## WHAT YOU NEED TO DO
(a) Retype everything in the jail manager thread from "## SirDice (Oct" down to "really cool feature).".
(b) Decide whether each statement agrees with the jail manager thread, answering yes or no and quoting the deciding words: (i) SirDice moved from EZJail to Bastille. (ii) Purkuapas says iocage can manage virtual machines. (iii) wolffnx says ezjail has more functions than bastille.
(c) Carry on the jail manager thread after its last sentence.

··· SOURCE

# How to compare bastille-bsd, ezjail, cbsd, pot, iocage,ezjail



## Alain De Vos (Oct 4, 2022)

What are the strong and weak points of each system ? Or how do they compare ? When to use one or when another.


			https://www.bsdstore.ru/img/freebsd-jail-chart-2022.png


----------



## wolffnx (Oct 4, 2022)

I can talk from ezjail and bastille , ezjail is solid and works well , but bastille see more the jails as "containers" and had more functions that ezjail, for example, the use of ZFS , ejecute commands on jails without enter the jail
I been a long time user of ezjail, but now I am using bastille


----------



## Ole (Oct 4, 2022)

It's very hard to compare because you have to know all the products well ;-)

additional info:









						Compare Bastille | BastilleBSD
					

Compare Bastille With Other FreeBSD Jail Managers




					bastillebsd.org
				











						Possible comparison with other jail systems? · Issue #224 · cbsd/cbsd
					

I like cbsd very much, and I would like to point it to other people (for example, in similar threads: https://www.reddit.com/r/freebsd/comments/7ex8bw/opinion_jail_utility_cbsd_vs_ezjail_vs_iocage/...




					github.com


----------



## SirDice (Oct 4, 2022)

Used EZJail for a long time too. But the developer stopped a long time ago (there were some issues between the developers of Ezjail and QJail, not a pretty story). So it's getting a bit stale nowadays. Lacks a lot of modern features and still uses the deprecated `jail_*` variables. Switched to Bastille some time ago, and I'm very pleased with it (templates are a really cool feature).


----------



## Alain De Vos (Oct 4, 2022)

If i'm correct bastille is for jailing , i.e. a name-space, ware-as cbsd is also for bhyve and virtualisation ? Not ?
It would be nice to know "Dan Langille" takes on this.
​


----------



## Purkuapas (Oct 4, 2022)

Alain De Vos said:


> If i'm correct bastille is for jailing , i.e. a name-space, ware-as cbsd is also for bhyve and virtualisation ? Not ?
> It would be nice to know "Dan Langille" takes on this.
> ​


pot/bastillebsd/iocage/ezjail for jail only, whereas cbsd can also manage virtual machines (like vm-bhyve).

You can compare the open issues per project (for bastillebsd, for cbsd, for pot , for iocage): it shows what users are missing (feature request)


----------



## gotnull (Oct 4, 2022)

This is my very little opinion which is far far but really far from an expert one.

······
··· SUPPLIED MATERIAL

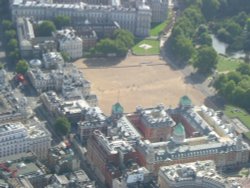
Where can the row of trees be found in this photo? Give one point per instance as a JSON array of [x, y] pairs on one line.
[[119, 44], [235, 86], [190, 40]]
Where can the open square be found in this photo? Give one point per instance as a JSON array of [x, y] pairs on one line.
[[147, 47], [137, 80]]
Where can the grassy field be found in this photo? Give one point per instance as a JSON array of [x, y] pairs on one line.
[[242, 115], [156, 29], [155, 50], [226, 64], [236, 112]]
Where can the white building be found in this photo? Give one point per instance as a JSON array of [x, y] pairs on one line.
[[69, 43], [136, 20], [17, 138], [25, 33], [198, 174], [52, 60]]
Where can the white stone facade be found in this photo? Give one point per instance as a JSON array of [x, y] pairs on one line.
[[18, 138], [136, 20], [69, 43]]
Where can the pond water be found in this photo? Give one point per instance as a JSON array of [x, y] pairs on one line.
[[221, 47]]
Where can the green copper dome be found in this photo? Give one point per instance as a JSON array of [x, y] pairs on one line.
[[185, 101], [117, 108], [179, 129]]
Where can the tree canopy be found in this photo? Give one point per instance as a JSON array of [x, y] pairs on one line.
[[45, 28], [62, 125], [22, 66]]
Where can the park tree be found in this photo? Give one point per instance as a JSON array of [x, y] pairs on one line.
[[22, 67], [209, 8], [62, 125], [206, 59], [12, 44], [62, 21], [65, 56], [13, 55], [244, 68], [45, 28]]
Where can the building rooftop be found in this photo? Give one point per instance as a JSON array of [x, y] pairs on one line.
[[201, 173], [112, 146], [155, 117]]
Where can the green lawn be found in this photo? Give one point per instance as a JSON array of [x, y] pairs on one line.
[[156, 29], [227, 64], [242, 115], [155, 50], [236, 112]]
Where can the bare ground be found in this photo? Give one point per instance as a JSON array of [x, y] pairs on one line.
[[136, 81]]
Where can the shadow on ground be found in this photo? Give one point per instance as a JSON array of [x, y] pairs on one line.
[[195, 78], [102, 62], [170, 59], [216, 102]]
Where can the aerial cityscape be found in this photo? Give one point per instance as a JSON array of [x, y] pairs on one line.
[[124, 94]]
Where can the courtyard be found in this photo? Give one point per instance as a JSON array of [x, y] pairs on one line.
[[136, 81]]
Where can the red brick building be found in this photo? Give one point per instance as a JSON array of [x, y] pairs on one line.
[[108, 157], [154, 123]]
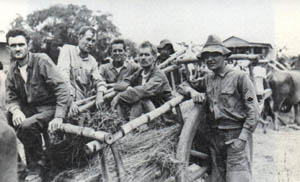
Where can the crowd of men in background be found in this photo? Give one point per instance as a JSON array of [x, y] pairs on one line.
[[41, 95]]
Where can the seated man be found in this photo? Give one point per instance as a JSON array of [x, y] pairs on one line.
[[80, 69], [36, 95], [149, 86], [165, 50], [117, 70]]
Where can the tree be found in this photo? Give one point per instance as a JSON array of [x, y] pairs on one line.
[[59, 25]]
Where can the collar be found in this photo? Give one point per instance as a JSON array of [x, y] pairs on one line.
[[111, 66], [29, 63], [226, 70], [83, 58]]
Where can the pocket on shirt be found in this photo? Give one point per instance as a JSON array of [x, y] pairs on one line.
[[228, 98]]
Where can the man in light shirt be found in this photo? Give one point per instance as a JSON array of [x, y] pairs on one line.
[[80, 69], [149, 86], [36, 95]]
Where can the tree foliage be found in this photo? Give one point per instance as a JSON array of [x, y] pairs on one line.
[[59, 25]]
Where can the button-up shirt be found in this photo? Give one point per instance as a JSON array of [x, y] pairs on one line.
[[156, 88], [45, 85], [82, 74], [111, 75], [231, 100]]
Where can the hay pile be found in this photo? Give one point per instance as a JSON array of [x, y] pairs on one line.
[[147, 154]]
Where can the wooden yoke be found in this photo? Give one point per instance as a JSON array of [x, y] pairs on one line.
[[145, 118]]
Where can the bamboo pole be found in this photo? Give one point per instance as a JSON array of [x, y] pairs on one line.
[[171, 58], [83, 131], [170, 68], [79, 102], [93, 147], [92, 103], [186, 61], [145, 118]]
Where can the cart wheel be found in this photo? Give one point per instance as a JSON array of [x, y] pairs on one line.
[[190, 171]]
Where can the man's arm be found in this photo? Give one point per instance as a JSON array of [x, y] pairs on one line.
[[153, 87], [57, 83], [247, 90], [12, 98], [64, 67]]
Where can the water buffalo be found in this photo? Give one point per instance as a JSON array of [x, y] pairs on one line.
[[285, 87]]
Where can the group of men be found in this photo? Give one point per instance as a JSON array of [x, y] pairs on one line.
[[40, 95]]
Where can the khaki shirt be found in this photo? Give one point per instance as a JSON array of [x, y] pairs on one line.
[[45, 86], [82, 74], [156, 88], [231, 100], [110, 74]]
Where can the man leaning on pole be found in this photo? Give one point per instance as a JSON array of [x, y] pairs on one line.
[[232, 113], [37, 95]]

······

## ANSWERS BY TASK
(a)
## SirDice (Oct 4, 2022)

Used EZJail for a long time too. But the developer stopped a long time ago (there were some issues between the developers of Ezjail and QJail, not a pretty story). So it's getting a bit stale nowadays. Lacks a lot of modern features and still uses the deprecated `jail_*` variables. Switched to Bastille some time ago, and I'm very pleased with it (templates are a really cool feature).

(b)
(i) Yes: "Switched to Bastille some time ago"
(ii) No: "pot/bastillebsd/iocage/ezjail for jail only, whereas cbsd can also manage virtual machines"
(iii) No: "bastille see more the jails as "containers" and had more functions that ezjail"

(c)
I am still discovering the jail world of FreeBSD, so far I tried iocage, bastille and lately pot. 

Iocage is nice, the work is done automatically and quickly. 
Having plugins is a good idea unfortunately there are not ton of them, I was oddly surprised that they were not much popular.   
Sadly its development entered in a slow state, PR are kind of stuck, issues tickets are growing. I hope it won't die.
https://github.com/iocage/iocage/issues/1251 

Bastille looks okay, I didn't play a lot with it for some reason and I didn't like the fact that it was always showing a warning message about pf while ipfw was used instead. It was like it was expected pf no matter what, then I moved on something else at that time and forget about bastille. 
That being said I appreciated the videos the author did about it on YT, or the quick articles on the bastille blog because they help and this type of gesture are always welcome. 

Pot is the last one I play with, I don't have a lot to say about it since I still discovering it, but so far so good. 
Note that jails are deployed slowly because of the xz's archive. Syntax is okay as well as bastille. 
From what I understand it's different kind from the two mentioned before, but since it is above my skills there are certainly good people here to talk about it better than I can.

Overall I just do simple things  when using jails because I still struggle with network and more specifically firewall, add vnet into the equation and my brain freezes.
As an average user this is probably my bigger weak point.
So I try to cure myself I bought "Network For System Administrators" and "FreeBSD Mastery Jails" but damn that's a lot to process I won't lie!
I just wanted to have fun at first 




Alain De Vos said:


> It would be nice to know "Dan Langille" takes on this.


It looks like Dan is more into mkjail I think he prefers when things are simple even if he has to put his hands into it, I may be wrong about it this is only my own deduction.








						GitHub - mkjail/mkjail
					

Contribute to mkjail/mkjail development by creating an account on GitHub.




					github.com


----------



## Alain De Vos (Oct 4, 2022)

For jails, you can also go bare-bones.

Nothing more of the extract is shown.